Quoted passage START
Figure 5 Monthly distribution of extreme precipitation events on the Loess Plateau from 1960 to 2023.

[FIGURE:6]

Figure 6 Mann-Kendall mutation test of extreme precipitation events in different ecological regionalizations.

3 Discussion

3.1 Spatial Distribution of Extreme Precipitation Events

Extreme precipitation events are difficult to predict, and assessment complexity increases on the Loess Plateau due to substantial topographic and climatic differences. This study reveals that southern areas (loess tableland gully region, earth-rocky mountainous region, and river valley plain region) are more vulnerable to extreme precipitation impacts. The loess tableland gully region, particularly its A2 subregion, experiences high-frequency extreme precipitation events with substantial intensity. Combined with fragmented terrain, deep and loose soil layers, and poor erosion resistance, this region constitutes a major source of sediment for the Yellow River. Under extreme precipitation conditions, various erosion processes intensify, generating large sediment yields and triggering severe erosion disasters. Although the earth-rocky mountainous and river valley plain region has relatively good vegetation cover and underlying surface conditions, it records the highest incidence and intensity of extreme precipitation events among all subregions, substantially increasing flood and other natural disaster risks. For example, in October 2021, continuous heavy precipitation caused the Beiluo River to breach its banks at Dali County, Weinan City, affecting 49,000 mu of farmland and 40,000 people. Given that extreme precipitation disasters result from combined natural and anthropogenic factors, systematic risk assessments are needed for each subregion.
Quoted passage END
Information provided START
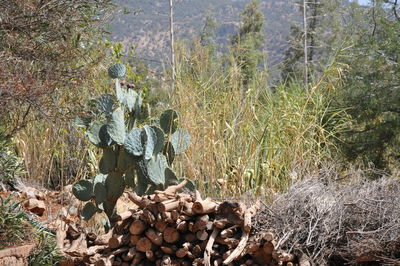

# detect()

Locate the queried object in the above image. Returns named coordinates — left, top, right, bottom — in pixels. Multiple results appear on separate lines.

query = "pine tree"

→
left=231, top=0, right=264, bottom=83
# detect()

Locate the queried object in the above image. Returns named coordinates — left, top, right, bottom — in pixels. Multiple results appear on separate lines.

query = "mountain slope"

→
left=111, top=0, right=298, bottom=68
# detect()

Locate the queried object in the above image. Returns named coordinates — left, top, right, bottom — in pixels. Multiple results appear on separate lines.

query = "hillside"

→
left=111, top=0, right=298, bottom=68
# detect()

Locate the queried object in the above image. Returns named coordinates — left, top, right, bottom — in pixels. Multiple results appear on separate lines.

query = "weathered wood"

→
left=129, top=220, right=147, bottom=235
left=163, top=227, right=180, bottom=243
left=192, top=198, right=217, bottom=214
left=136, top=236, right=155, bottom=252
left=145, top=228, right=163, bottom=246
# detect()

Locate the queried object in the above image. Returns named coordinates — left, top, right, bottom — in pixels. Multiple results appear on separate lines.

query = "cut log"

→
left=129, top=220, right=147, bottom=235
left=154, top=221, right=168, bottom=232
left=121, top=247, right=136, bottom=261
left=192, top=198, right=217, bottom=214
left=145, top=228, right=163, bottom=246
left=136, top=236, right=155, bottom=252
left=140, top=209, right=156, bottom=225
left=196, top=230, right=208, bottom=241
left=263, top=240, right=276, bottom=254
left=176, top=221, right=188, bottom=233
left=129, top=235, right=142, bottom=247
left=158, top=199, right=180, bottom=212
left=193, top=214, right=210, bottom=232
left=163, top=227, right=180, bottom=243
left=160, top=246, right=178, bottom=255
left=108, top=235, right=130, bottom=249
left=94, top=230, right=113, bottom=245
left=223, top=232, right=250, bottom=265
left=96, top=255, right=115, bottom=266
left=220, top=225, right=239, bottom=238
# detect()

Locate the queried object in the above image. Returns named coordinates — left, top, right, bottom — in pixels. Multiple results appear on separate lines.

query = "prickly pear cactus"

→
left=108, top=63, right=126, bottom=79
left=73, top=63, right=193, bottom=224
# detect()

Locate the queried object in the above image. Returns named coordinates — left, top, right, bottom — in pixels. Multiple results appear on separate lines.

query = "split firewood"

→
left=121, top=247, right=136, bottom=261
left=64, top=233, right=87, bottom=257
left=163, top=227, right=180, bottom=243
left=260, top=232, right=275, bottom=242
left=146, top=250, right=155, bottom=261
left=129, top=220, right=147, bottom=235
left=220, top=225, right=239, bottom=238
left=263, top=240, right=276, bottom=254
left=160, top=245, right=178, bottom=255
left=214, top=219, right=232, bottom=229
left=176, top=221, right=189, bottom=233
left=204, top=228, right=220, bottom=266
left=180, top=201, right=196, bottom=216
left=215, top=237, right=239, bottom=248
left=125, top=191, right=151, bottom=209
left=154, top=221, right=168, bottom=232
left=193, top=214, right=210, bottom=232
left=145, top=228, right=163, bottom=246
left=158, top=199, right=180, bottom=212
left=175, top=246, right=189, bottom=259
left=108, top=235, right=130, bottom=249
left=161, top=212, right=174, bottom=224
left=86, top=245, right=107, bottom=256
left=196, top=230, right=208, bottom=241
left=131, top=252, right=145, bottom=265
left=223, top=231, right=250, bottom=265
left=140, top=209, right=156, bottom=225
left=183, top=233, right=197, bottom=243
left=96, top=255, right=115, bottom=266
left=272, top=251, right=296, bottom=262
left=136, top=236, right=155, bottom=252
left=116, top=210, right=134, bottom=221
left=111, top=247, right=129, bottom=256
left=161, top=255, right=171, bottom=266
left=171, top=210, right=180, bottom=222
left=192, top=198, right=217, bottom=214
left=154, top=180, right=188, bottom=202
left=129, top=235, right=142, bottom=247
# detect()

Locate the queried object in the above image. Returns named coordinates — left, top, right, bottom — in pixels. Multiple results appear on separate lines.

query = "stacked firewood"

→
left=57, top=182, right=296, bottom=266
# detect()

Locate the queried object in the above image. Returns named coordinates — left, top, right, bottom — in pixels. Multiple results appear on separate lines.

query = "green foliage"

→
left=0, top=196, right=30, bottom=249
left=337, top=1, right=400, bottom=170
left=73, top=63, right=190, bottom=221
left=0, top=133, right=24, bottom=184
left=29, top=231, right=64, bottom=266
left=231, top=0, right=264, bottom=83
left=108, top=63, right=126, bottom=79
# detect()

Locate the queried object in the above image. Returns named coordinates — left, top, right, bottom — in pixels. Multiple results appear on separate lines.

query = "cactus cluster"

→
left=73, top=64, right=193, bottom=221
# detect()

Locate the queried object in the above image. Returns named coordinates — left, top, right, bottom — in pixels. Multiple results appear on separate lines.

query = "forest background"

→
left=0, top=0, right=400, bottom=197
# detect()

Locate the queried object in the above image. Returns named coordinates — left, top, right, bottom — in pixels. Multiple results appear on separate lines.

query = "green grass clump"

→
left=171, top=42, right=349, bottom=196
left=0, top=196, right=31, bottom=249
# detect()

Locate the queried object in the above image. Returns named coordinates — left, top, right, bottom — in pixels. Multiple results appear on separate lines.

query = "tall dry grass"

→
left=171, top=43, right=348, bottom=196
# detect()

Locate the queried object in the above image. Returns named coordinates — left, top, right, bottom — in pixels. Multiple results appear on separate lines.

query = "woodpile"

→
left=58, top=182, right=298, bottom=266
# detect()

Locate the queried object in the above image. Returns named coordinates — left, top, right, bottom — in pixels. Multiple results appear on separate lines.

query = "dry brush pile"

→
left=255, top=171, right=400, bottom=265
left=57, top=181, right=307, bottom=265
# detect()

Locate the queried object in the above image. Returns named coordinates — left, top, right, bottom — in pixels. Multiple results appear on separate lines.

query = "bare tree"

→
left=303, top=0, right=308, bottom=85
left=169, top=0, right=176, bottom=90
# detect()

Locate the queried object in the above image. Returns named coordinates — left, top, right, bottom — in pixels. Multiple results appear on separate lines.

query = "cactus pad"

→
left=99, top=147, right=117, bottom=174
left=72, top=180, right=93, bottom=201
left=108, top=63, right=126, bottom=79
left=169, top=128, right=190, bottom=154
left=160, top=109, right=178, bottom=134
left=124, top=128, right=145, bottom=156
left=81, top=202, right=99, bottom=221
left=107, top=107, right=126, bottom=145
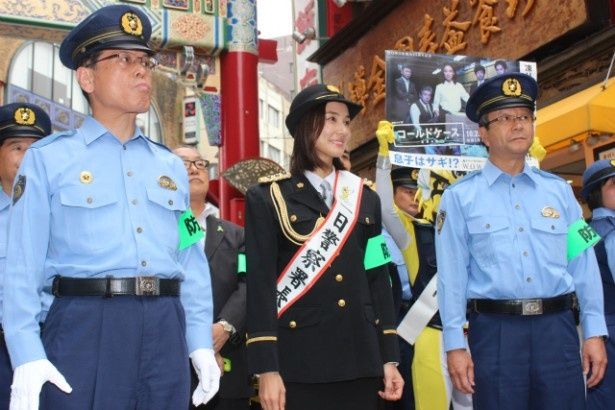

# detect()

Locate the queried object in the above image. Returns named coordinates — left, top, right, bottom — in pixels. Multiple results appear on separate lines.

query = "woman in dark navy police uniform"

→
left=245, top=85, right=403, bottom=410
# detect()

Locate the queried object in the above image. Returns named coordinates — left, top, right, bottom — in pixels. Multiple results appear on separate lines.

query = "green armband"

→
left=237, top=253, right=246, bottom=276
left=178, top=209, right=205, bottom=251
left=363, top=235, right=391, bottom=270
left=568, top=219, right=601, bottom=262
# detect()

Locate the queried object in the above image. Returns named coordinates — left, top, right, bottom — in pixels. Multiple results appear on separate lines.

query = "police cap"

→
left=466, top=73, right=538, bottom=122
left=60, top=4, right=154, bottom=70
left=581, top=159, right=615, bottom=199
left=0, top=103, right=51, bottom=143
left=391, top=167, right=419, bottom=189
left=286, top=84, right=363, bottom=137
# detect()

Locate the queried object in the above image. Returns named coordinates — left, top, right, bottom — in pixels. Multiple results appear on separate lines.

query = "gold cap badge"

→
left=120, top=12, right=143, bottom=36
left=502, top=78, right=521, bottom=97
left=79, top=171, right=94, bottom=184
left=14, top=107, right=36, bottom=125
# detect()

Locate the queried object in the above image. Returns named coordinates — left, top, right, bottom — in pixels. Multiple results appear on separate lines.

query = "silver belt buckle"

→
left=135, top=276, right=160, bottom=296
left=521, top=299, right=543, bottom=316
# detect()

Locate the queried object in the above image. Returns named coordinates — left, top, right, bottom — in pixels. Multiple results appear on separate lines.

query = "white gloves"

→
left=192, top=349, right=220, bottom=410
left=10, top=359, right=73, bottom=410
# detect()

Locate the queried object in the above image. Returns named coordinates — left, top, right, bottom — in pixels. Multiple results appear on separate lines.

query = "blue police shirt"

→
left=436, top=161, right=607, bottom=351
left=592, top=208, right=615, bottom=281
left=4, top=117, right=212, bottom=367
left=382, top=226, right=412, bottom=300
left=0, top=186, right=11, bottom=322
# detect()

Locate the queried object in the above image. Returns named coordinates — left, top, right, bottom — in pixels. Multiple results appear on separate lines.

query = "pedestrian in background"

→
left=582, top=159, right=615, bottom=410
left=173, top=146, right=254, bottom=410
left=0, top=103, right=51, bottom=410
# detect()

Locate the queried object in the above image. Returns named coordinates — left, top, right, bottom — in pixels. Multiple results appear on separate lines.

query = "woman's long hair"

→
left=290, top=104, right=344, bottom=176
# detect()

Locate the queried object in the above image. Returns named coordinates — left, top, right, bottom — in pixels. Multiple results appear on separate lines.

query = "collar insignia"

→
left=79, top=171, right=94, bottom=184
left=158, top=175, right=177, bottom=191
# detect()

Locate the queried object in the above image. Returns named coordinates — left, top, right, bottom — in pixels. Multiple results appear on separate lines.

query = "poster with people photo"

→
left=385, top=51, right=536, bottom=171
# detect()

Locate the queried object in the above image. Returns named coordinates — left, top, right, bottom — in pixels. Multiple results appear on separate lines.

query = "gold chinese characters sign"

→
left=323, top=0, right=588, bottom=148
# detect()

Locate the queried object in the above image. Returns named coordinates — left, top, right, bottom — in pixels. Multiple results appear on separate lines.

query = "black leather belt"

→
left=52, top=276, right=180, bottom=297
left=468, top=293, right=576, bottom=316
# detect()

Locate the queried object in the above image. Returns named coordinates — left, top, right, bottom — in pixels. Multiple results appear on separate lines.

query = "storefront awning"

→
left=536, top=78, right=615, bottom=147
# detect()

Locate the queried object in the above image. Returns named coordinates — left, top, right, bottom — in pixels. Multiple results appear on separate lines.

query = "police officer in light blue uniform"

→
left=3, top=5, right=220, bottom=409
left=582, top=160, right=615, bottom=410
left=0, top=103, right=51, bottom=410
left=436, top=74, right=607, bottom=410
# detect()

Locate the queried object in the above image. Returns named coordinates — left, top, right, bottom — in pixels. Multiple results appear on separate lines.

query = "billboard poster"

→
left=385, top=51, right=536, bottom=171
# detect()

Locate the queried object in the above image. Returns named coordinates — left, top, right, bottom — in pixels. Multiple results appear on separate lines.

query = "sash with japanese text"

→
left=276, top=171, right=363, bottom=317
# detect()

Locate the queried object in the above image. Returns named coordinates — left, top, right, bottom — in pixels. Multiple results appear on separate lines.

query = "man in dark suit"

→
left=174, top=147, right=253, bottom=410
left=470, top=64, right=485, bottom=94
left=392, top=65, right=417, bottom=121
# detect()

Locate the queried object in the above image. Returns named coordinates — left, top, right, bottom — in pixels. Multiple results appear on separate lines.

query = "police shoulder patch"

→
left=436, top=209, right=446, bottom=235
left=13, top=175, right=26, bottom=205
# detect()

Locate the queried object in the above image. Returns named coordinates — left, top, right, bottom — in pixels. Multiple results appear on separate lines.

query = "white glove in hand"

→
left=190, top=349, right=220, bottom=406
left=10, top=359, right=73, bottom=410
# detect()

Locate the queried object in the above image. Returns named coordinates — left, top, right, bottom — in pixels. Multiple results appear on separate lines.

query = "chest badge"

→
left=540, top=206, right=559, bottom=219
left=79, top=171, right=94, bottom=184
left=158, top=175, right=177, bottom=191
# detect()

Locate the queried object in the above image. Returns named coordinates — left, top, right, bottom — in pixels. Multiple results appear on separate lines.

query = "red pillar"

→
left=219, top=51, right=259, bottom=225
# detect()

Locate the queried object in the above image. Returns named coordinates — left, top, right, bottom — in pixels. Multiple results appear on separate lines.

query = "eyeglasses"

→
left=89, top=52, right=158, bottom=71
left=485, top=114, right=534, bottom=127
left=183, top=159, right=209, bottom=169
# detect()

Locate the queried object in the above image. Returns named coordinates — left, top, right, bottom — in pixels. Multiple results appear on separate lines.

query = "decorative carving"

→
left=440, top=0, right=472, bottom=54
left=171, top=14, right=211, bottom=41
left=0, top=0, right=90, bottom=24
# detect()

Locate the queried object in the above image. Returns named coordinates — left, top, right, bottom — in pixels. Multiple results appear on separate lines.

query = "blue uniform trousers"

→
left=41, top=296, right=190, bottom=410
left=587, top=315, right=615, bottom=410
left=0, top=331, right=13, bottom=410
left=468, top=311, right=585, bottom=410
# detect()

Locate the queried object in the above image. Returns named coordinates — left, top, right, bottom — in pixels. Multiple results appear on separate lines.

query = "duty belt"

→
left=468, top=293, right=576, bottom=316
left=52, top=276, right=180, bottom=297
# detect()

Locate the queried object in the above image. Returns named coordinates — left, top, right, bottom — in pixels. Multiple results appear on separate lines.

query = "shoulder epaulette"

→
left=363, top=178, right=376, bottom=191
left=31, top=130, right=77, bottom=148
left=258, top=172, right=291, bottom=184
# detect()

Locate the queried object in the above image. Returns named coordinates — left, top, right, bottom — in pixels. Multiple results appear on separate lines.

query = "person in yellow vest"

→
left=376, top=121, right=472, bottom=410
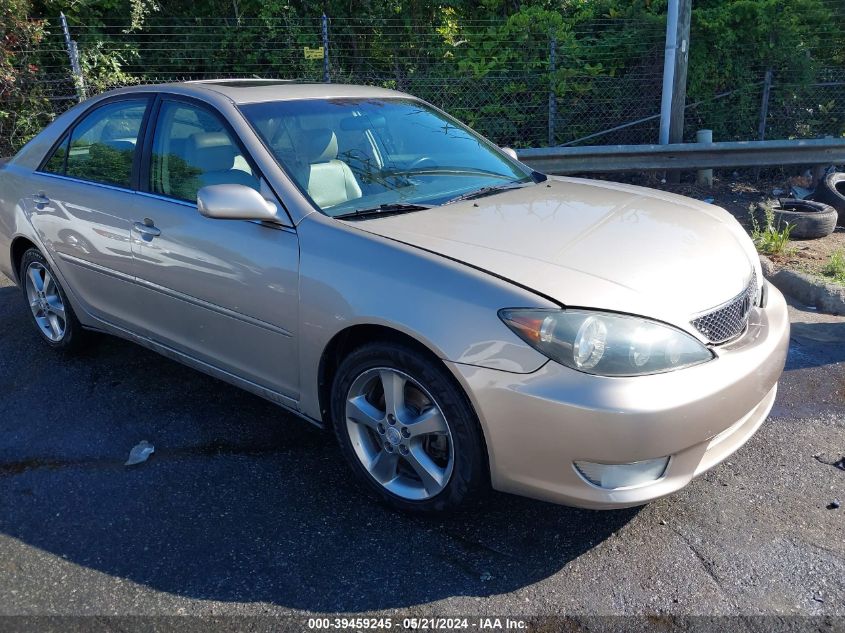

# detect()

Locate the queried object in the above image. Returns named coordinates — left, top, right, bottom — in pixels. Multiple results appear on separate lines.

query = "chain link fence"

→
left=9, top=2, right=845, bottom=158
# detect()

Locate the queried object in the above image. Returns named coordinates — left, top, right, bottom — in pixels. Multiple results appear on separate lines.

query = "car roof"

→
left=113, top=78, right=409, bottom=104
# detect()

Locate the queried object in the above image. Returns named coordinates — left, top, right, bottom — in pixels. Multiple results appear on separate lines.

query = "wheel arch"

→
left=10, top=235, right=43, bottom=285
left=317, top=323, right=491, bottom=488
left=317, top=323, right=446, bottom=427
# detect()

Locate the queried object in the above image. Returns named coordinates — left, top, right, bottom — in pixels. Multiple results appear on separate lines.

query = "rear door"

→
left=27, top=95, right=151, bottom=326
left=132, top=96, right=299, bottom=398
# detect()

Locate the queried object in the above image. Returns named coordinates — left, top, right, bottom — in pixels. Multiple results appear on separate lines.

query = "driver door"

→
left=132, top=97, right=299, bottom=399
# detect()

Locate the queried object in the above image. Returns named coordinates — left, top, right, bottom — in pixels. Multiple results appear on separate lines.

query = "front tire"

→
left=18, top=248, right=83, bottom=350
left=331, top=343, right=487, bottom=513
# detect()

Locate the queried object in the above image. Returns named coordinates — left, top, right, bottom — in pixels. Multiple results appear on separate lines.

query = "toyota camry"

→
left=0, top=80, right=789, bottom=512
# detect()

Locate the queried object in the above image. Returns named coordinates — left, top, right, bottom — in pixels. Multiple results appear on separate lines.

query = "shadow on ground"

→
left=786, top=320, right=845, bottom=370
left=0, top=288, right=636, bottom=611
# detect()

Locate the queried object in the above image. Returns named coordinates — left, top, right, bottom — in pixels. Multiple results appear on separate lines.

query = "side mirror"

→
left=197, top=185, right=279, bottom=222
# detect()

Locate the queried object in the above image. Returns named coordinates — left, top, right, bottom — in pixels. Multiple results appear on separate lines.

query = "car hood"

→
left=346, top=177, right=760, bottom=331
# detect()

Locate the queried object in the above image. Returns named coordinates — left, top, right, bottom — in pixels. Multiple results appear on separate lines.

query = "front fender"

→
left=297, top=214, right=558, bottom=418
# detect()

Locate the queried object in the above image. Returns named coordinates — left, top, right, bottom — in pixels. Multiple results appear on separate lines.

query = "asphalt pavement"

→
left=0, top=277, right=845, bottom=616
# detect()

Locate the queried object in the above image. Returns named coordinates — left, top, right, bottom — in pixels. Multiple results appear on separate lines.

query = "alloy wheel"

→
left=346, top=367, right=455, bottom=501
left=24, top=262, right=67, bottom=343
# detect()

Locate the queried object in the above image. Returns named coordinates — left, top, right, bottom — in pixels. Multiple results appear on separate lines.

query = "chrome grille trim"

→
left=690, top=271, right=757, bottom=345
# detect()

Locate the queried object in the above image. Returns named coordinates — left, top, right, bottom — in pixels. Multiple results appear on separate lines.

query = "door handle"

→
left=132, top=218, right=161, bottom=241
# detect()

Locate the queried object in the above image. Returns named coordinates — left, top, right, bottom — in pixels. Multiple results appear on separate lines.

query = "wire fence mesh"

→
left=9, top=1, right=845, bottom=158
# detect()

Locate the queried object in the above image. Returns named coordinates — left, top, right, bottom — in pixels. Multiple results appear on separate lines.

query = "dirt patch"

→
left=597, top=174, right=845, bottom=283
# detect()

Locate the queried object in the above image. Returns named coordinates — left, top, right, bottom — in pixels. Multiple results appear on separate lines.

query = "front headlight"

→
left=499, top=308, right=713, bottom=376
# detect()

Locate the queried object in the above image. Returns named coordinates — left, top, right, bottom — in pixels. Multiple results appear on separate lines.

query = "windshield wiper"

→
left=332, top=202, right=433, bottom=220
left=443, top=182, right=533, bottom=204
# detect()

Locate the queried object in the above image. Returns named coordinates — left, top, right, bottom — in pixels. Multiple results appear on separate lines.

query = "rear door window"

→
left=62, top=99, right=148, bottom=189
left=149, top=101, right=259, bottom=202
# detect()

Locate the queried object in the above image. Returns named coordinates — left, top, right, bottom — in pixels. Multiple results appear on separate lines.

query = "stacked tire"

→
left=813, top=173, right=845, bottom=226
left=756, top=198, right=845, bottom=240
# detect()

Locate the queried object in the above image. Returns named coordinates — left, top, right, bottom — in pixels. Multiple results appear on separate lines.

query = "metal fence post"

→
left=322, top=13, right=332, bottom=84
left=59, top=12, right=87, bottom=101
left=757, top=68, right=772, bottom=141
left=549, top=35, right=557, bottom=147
Information provided END
_What the exercise asks_:
Please copy the Loess Plateau discussion word for word, starting at "Figure 5 Monthly" and stopping after "different ecological regionalizations.". Work only from the Loess Plateau discussion, not the entries.

_Solution for this exercise_:
Figure 5 Monthly distribution of extreme precipitation events on the Loess Plateau from 1960 to 2023.

[FIGURE:6]

Figure 6 Mann-Kendall mutation test of extreme precipitation events in different ecological regionalizations.